GIVEN PASSAGE ->
----------
MAR-2-05 RR:TC:SM 559992 MLR

CATEGORY: MARKING

John M. Peterson, Esq.
Neville, Peterson & Williams
80 Broad Street
34th Floor
New York, NY 10004

RE: Country of origin marking for corn oils; commingled; fungible; Mexico; NAFTA; Article 509

Dear Mr. Peterson:

This is in reference to your letter of July 23, 1996, requesting a ruling on behalf of CPC International, Inc. ("CPC"), concerning the country of origin marking requirements for corn oil.

FACTS:

It is stated that CPC intends to import refined corn oil into the U.S., which was produced in Canada from Canadian grain. After importation into the U.S., it is stated that the Canadian corn oil will be commingled in storage tanks with fungible refined corn oil produced in the U.S. from grain grown in the U.S. On average, it is anticipated that over an annual period, 70 percent of the corn oil will be of U.S. origin and 30 percent will be of Canadian origin. The proportion of U.S. to Canadian corn oil will fluctuate, but it is anticipated that at all times during the year the commingled storage will contain both U.S. and Canadian origin corn oils.

The commingled corn oil will be drawn from the tankage and bottled in plastic containers of various capacities, including one gallon and 64 ounce containers. These containers will then be sold to retail purchasers in the U.S. The country of origin marking will appear on the paper label affixed to the plastic container. CPC intends to have the labels printed and to provide the labels to a contractor manufacturing plastic bottles for the corn oil, who will permanently affix the labels to the plastic containers by a molding-in process. It is claimed that the "inventory management methods" of marking provided under 19 CFR 102.11(b) are not practicable. Therefore, CPC wishes to mark the bottles using major supplier marking by marking each container "Product of U.S.A. and Canada."

ISSUE:

Whether the bottles of corn oil may be marked " "Product of U.S.A. and Canada".
----------
GIVEN RECORDS ->
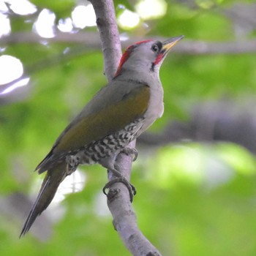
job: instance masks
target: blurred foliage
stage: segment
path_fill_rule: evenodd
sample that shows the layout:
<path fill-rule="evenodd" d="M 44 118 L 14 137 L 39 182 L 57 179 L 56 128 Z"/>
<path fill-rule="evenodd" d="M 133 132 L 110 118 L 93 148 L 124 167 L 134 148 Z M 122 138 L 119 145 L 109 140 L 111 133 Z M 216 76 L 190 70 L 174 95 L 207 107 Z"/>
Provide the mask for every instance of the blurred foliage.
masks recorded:
<path fill-rule="evenodd" d="M 48 8 L 55 12 L 57 19 L 70 15 L 77 4 L 72 0 L 32 2 L 39 10 Z M 115 4 L 117 9 L 122 4 L 135 12 L 131 2 L 116 1 Z M 233 21 L 225 15 L 236 1 L 167 3 L 162 18 L 141 20 L 138 27 L 121 32 L 129 37 L 185 34 L 184 40 L 213 42 L 237 38 Z M 31 31 L 37 15 L 10 15 L 12 32 Z M 62 217 L 52 220 L 54 208 L 42 214 L 48 220 L 41 225 L 54 223 L 50 225 L 51 235 L 45 239 L 36 227 L 45 221 L 39 217 L 19 240 L 29 208 L 20 213 L 7 203 L 17 193 L 29 197 L 35 184 L 39 189 L 36 181 L 39 178 L 32 170 L 67 124 L 106 83 L 100 49 L 63 60 L 67 47 L 77 45 L 10 45 L 1 53 L 19 58 L 31 78 L 25 99 L 1 105 L 0 201 L 6 200 L 0 207 L 1 255 L 129 255 L 105 209 L 101 189 L 106 175 L 99 165 L 83 167 L 86 187 L 61 202 Z M 256 92 L 255 67 L 252 54 L 170 54 L 160 71 L 165 111 L 151 129 L 159 132 L 170 120 L 189 119 L 192 108 L 201 102 L 227 97 L 242 104 Z M 139 153 L 132 177 L 138 190 L 133 205 L 142 231 L 163 255 L 256 254 L 255 156 L 228 143 L 184 142 L 157 150 L 141 147 Z"/>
----------
EXERCISES TO COMPLETE ->
• A. In the corn oil ruling letter, what share of the corn oil is expected to be of Canadian origin over an annual period?
• B. Recast the paragraph of the corn oil ruling letter beginning "The commingled corn oil will be drawn" as a short bulleted list that keeps its main facts.
• C. Carry on the corn oil ruling letter from the point where it stops.
The rows can be left aside here.

SET OF ANSWERS ->
• A. 30 percent

• B.
- The commingled corn oil will be drawn from the tanks and bottled in plastic containers of various sizes, including one gallon and 64 ounce containers.
- The containers will be sold to retail purchasers in the U.S.
- The country of origin marking will appear on a paper label. CPC will print the labels and give them to the contractor making the bottles, who will permanently affix them by a molding-in process.
- CPC claims the "inventory management methods" of marking under 19 CFR 102.11(b) are not practicable.
- CPC therefore wants to use major supplier marking, labeling each container "Product of U.S.A. and Canada."

• C.
LAW AND ANALYSIS:

The marking statute, section 304, Tariff Act of 1930, as amended (19 U.S.C. 1304), provides that, unless excepted, every article of foreign origin (or its container) imported into the U.S. shall be marked in a conspicuous place as legibly, indelibly and permanently as the nature of the article (or its container) will permit, in such a manner as to indicate to the ultimate purchaser in the U.S. the English name of the country of origin of the article. Part 134, Customs Regulations (19 CFR Part 134) implements the country of origin marking requirements and exceptions of 19 U.S.C. 1304.

Section 134.1(b), Customs Regulations (19 CFR 134.1(b)), defines "country of origin" as:

The country of manufacture, production, or growth of any article of foreign origin entering the United States. Further work or material added to an article in another country must effect a substantial transformation in order to render such other country the "country of origin" within the meaning of this part; however for a good of a NAFTA country, the NAFTA Marking Rules will determine the country of origin. (Emphasis added).

Section 134.1(j), Customs Regulations (19 CFR 134.1(j)), provides that the "NAFTA Marking Rules" are the rules promulgated for purposes of determining whether a good is a good of a NAFTA country. A "good of a NAFTA country" is defined in 19 CFR 134.1(g) as an article for which the country of origin is Canada, Mexico, or the U.S. as determined under the NAFTA Marking Rules set out at 19 CFR Part 102.

Section 102.11, Customs Regulations (19 CFR 102.11), sets forth the required hierarchy for determining whether a good is a good of a NAFTA country for marking purposes. This section states that the country of origin of a good is the country in which:

(1) The good is wholly obtained or produced; (2) The good is produced exclusively from domestic materials; or
(3) Each foreign material incorporated in that good undergoes an applicable change in tariff classification set out in section 102.20 and satisfies any other applicable requirements of that section, and all other applicable requirements of these rules are satisfied.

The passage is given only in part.